▶ [AIM OF THE TASK] Please find every line in the entries below that contains the word "white" and copy each of those lines in full.

▶ [MATERIAL FOR THE TASK]
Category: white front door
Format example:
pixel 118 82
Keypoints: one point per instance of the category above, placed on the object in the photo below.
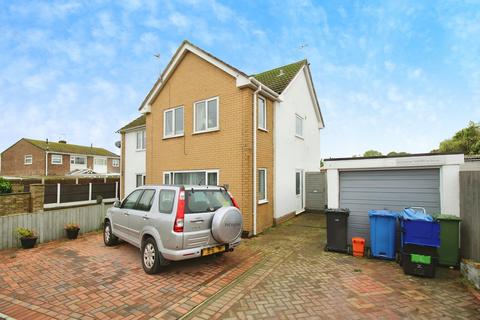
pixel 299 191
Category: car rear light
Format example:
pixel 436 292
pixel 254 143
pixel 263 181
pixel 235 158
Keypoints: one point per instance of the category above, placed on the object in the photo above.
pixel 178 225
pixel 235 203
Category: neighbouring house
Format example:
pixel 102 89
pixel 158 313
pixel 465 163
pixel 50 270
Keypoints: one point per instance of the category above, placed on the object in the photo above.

--

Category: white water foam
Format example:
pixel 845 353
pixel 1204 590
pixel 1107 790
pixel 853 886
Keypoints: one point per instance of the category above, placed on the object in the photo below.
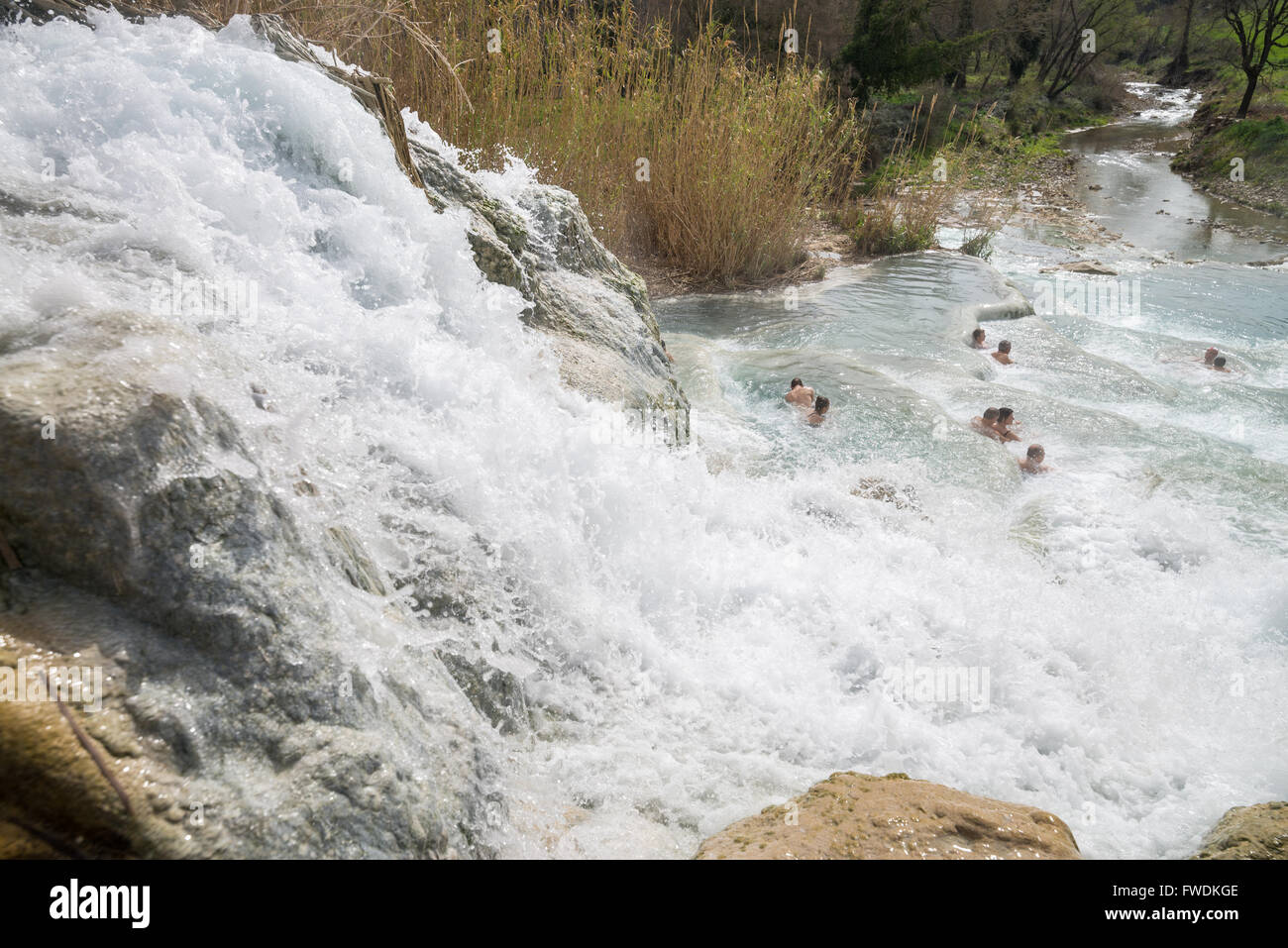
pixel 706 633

▶ [RESULT OF THE EXERCISE]
Category: white front door
Category: white water foam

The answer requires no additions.